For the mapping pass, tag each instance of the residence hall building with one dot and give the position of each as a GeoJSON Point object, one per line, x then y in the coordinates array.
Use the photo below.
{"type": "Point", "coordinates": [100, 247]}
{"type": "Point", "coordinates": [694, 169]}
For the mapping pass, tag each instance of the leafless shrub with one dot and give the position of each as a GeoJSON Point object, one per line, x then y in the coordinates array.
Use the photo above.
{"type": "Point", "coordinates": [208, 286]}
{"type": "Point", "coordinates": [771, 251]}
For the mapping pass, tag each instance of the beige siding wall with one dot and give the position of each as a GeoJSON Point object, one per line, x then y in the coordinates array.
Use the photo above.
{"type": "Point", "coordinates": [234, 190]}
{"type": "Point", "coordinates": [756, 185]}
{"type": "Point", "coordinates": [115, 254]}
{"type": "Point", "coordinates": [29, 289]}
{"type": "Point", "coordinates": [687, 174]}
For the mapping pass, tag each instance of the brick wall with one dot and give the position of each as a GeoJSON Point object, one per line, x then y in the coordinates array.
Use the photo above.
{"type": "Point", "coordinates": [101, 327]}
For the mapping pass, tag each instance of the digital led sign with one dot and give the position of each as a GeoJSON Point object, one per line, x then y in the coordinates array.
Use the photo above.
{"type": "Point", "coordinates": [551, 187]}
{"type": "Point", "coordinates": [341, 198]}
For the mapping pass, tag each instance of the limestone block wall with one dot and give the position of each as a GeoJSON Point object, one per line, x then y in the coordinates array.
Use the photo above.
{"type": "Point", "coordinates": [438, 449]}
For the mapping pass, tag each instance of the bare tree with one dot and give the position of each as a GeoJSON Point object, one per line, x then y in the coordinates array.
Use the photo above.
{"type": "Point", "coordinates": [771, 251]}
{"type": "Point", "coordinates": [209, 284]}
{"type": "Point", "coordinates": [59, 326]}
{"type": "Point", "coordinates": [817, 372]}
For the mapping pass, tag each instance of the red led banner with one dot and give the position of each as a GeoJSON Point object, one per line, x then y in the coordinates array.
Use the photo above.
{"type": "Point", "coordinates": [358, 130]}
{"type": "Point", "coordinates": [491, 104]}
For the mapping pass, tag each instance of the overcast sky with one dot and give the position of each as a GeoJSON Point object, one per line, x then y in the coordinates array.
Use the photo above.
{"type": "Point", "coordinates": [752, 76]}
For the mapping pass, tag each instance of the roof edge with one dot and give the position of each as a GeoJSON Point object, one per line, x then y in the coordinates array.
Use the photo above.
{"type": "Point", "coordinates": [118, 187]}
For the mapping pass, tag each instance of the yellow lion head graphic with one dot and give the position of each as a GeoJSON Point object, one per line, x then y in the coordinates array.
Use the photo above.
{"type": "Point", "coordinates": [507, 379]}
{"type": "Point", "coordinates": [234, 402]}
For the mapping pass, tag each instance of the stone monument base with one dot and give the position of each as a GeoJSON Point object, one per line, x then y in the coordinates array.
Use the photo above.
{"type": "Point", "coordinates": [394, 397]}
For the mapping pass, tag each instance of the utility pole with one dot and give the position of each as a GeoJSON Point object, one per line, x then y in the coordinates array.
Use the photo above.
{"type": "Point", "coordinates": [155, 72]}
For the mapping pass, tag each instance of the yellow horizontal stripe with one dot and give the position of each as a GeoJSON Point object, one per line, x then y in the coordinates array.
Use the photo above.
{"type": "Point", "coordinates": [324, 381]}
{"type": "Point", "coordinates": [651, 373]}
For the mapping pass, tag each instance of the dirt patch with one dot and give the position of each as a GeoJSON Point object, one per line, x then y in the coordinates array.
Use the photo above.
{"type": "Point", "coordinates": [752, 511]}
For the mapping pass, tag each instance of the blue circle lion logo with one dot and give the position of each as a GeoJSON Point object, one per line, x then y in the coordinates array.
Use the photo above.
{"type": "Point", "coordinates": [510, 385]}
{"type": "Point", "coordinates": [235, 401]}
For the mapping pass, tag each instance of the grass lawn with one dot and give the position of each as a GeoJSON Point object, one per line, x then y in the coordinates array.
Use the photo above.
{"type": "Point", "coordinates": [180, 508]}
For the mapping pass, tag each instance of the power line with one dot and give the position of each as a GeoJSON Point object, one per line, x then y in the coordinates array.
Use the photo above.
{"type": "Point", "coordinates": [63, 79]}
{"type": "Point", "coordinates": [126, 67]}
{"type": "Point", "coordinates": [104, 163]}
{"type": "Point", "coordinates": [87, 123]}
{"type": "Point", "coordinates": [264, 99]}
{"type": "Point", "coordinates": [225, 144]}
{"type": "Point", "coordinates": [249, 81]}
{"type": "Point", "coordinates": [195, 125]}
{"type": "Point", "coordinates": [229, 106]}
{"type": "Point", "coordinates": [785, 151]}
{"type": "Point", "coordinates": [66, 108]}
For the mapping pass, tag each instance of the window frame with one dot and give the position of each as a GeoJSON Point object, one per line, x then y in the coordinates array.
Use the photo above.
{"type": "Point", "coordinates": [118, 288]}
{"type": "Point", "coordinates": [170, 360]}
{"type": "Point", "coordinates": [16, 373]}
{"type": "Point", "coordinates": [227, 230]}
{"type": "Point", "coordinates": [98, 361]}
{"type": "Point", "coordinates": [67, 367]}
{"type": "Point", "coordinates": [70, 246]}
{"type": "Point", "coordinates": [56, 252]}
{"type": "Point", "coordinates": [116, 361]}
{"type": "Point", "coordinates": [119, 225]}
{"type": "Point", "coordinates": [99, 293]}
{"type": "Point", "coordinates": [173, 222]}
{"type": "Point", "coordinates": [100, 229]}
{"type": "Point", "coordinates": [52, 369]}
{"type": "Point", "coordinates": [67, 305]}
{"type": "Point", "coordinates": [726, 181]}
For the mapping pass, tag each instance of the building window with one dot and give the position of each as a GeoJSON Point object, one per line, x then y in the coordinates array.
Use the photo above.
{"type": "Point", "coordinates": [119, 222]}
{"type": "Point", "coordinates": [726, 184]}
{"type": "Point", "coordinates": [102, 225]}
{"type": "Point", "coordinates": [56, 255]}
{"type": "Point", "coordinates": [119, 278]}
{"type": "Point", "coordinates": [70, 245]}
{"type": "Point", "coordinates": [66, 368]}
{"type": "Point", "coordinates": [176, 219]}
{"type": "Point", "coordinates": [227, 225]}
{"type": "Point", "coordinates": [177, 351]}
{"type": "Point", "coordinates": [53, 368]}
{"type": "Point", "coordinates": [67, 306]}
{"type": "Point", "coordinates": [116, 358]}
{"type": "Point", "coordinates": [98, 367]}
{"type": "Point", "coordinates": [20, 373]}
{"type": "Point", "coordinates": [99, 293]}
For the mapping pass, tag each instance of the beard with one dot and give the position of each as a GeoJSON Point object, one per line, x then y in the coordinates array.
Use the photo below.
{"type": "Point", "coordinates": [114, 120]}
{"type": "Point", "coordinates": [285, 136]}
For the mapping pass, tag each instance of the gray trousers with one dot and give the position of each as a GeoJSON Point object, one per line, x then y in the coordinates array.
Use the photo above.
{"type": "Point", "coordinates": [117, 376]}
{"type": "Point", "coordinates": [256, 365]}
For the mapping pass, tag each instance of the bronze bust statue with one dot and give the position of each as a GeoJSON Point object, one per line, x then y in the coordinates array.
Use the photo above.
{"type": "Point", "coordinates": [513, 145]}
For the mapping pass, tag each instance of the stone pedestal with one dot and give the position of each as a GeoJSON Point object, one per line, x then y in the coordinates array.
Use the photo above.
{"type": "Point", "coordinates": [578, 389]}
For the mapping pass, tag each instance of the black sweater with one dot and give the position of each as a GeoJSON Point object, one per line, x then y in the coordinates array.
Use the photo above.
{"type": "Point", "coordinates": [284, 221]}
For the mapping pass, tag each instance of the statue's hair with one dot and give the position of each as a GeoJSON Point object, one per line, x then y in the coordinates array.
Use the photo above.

**Exercise**
Rewrite all of the items above, replacing "one dot" with "a single dot" wherever it occurs and leaving everything else unchanged.

**Exercise result**
For the mapping pass, tag each instance of the residence hall building with a single dot and give the position of each as a GeoJSON Point object, one per line, x then y in the coordinates array.
Use the photo below.
{"type": "Point", "coordinates": [100, 247]}
{"type": "Point", "coordinates": [694, 169]}
For the mapping pass, tag each instance of the leafless shrub with a single dot and give the position of each as a GeoJSON Point object, one per line, x then y in the coordinates array.
Use the photo above.
{"type": "Point", "coordinates": [208, 286]}
{"type": "Point", "coordinates": [771, 251]}
For the mapping pass, tag each instance of the beige siding wall with a single dot and give the position of each as a GeoJSON Point object, one per line, x then y in the coordinates array.
Use the photo above.
{"type": "Point", "coordinates": [234, 190]}
{"type": "Point", "coordinates": [756, 185]}
{"type": "Point", "coordinates": [115, 254]}
{"type": "Point", "coordinates": [29, 289]}
{"type": "Point", "coordinates": [687, 174]}
For the mapping pass, tag each instance of the brick wall with a single dot and give the position of each as a GeoJSON Point object, one per line, x then y in the coordinates array.
Use the photo above.
{"type": "Point", "coordinates": [101, 327]}
For the mapping pass, tag each instance of the digital led sign with a single dot and give the position of each as a GeoJSON Point object, one per line, x then y in the coordinates array.
Use the photo above.
{"type": "Point", "coordinates": [551, 187]}
{"type": "Point", "coordinates": [341, 198]}
For the mapping pass, tag each instance of the limestone block wall with a single dot and give the position of each as a GeoJSON Point object, one per line, x then y in the coordinates array.
Use the photo above.
{"type": "Point", "coordinates": [438, 449]}
For the mapping pass, tag each instance of the bare tree with a single dot and give the position of each as a GeoJSON Point object, one per line, x then y in the coordinates array.
Use the photo above.
{"type": "Point", "coordinates": [771, 251]}
{"type": "Point", "coordinates": [209, 284]}
{"type": "Point", "coordinates": [59, 326]}
{"type": "Point", "coordinates": [817, 372]}
For the mapping pass, tag each instance of the red led banner with a single dot and give the position of each as a GeoJSON Point object, one per line, x then y in the coordinates array.
Use the photo above.
{"type": "Point", "coordinates": [358, 130]}
{"type": "Point", "coordinates": [491, 104]}
For the mapping pass, tag each instance of the overcast sky with a single dot and give the position of each as a GeoJSON Point object, one per line, x then y in the coordinates array.
Use the photo above.
{"type": "Point", "coordinates": [752, 76]}
For the mapping pass, tag each instance of the roof edge with a single dot and give the position of each as a GeoJSON Point object, one per line, x then y in the coordinates array.
Use the photo above.
{"type": "Point", "coordinates": [118, 187]}
For the mapping pass, tag each instance of the yellow lion head graphic with a single dot and give the position of each as a GeoJSON Point object, one per line, x then y in the coordinates array.
Use the photo above.
{"type": "Point", "coordinates": [507, 379]}
{"type": "Point", "coordinates": [234, 402]}
For the mapping pass, tag each instance of the stone monument base with a single dot and give the position of each as a GeoJSON Point object, one per line, x then y in the coordinates array.
Use the photo above.
{"type": "Point", "coordinates": [394, 397]}
For the mapping pass, tag each instance of the utility pole with a single dot and give the position of each as a GeoJSON Point object, one per line, x then y in the coordinates array.
Use the photo above.
{"type": "Point", "coordinates": [155, 72]}
For the mapping pass, tag each instance of the yellow horizontal stripe with a single dot and give the position of each as a GeoJSON Point object, one per line, x then y in the coordinates array.
Use the photo above.
{"type": "Point", "coordinates": [324, 381]}
{"type": "Point", "coordinates": [651, 373]}
For the mapping pass, tag each instance of the dirt patch with a single dot and give the position of each as a GeoJSON Point object, one per line, x then y in the coordinates array.
Use the photo above.
{"type": "Point", "coordinates": [752, 511]}
For the mapping pass, tag each instance of the blue circle lion logo with a single dot and give the position of each as a GeoJSON Point object, one per line, x then y in the coordinates array.
Use the photo above.
{"type": "Point", "coordinates": [510, 385]}
{"type": "Point", "coordinates": [235, 401]}
For the mapping pass, tag each instance of the grass lawn with a single dot and give the position of each as a GeoJSON Point object, one per line, x then y in the coordinates array.
Use the photo above.
{"type": "Point", "coordinates": [180, 508]}
For the mapping pass, tag each instance of the power line with a single dot and give the position of each as a GeoJSON Point object, one per line, x then y in the coordinates array.
Use the photo above.
{"type": "Point", "coordinates": [63, 79]}
{"type": "Point", "coordinates": [126, 67]}
{"type": "Point", "coordinates": [104, 163]}
{"type": "Point", "coordinates": [87, 123]}
{"type": "Point", "coordinates": [264, 99]}
{"type": "Point", "coordinates": [225, 144]}
{"type": "Point", "coordinates": [249, 81]}
{"type": "Point", "coordinates": [195, 125]}
{"type": "Point", "coordinates": [229, 106]}
{"type": "Point", "coordinates": [785, 151]}
{"type": "Point", "coordinates": [66, 108]}
For the mapping pass, tag each instance of the window frame with a single dot and give the position of each as a GeoJSON Point object, one per line, x then y in the coordinates array.
Use the photo above.
{"type": "Point", "coordinates": [118, 288]}
{"type": "Point", "coordinates": [170, 360]}
{"type": "Point", "coordinates": [16, 373]}
{"type": "Point", "coordinates": [227, 230]}
{"type": "Point", "coordinates": [98, 361]}
{"type": "Point", "coordinates": [67, 367]}
{"type": "Point", "coordinates": [70, 246]}
{"type": "Point", "coordinates": [56, 252]}
{"type": "Point", "coordinates": [116, 361]}
{"type": "Point", "coordinates": [119, 225]}
{"type": "Point", "coordinates": [99, 293]}
{"type": "Point", "coordinates": [173, 222]}
{"type": "Point", "coordinates": [100, 229]}
{"type": "Point", "coordinates": [52, 369]}
{"type": "Point", "coordinates": [67, 305]}
{"type": "Point", "coordinates": [726, 181]}
For the mapping pass, tag each instance of the building window with a single dot and give the position of each as a GeoJSON Point object, one per line, x then y in the coordinates array.
Use the photo above.
{"type": "Point", "coordinates": [119, 222]}
{"type": "Point", "coordinates": [726, 184]}
{"type": "Point", "coordinates": [102, 225]}
{"type": "Point", "coordinates": [56, 255]}
{"type": "Point", "coordinates": [119, 278]}
{"type": "Point", "coordinates": [70, 245]}
{"type": "Point", "coordinates": [66, 368]}
{"type": "Point", "coordinates": [176, 219]}
{"type": "Point", "coordinates": [227, 225]}
{"type": "Point", "coordinates": [177, 351]}
{"type": "Point", "coordinates": [53, 368]}
{"type": "Point", "coordinates": [67, 306]}
{"type": "Point", "coordinates": [116, 358]}
{"type": "Point", "coordinates": [98, 367]}
{"type": "Point", "coordinates": [20, 373]}
{"type": "Point", "coordinates": [99, 293]}
For the mapping pass, tag each instance of the beard with a single dot and give the position of each as a GeoJSON Point object, one per line, x then y in the coordinates array.
Use the photo below.
{"type": "Point", "coordinates": [114, 120]}
{"type": "Point", "coordinates": [285, 136]}
For the mapping pass, tag each instance of the gray trousers with a single dot and give the position of each as a GeoJSON Point object, one per line, x then y in the coordinates array.
Use the photo above.
{"type": "Point", "coordinates": [117, 376]}
{"type": "Point", "coordinates": [256, 365]}
For the mapping pass, tag each instance of the bronze bust statue with a single dot and give the position of each as a GeoJSON Point object, one per line, x then y in the coordinates array.
Use the photo above.
{"type": "Point", "coordinates": [513, 145]}
For the mapping pass, tag each instance of the stone pedestal with a single dot and give the position of each as a GeoJSON Point object, one per line, x then y in the coordinates array.
Use the photo above.
{"type": "Point", "coordinates": [578, 389]}
For the mapping pass, tag each instance of the black sweater with a single dot and give the position of each as a GeoJSON Point object, one per line, x then y in the coordinates array.
Use the photo above.
{"type": "Point", "coordinates": [284, 221]}
For the mapping pass, tag each instance of the statue's hair with a single dot and give the position of each as a GeoJSON Point object, one per line, x then y in the coordinates array.
Use the photo above.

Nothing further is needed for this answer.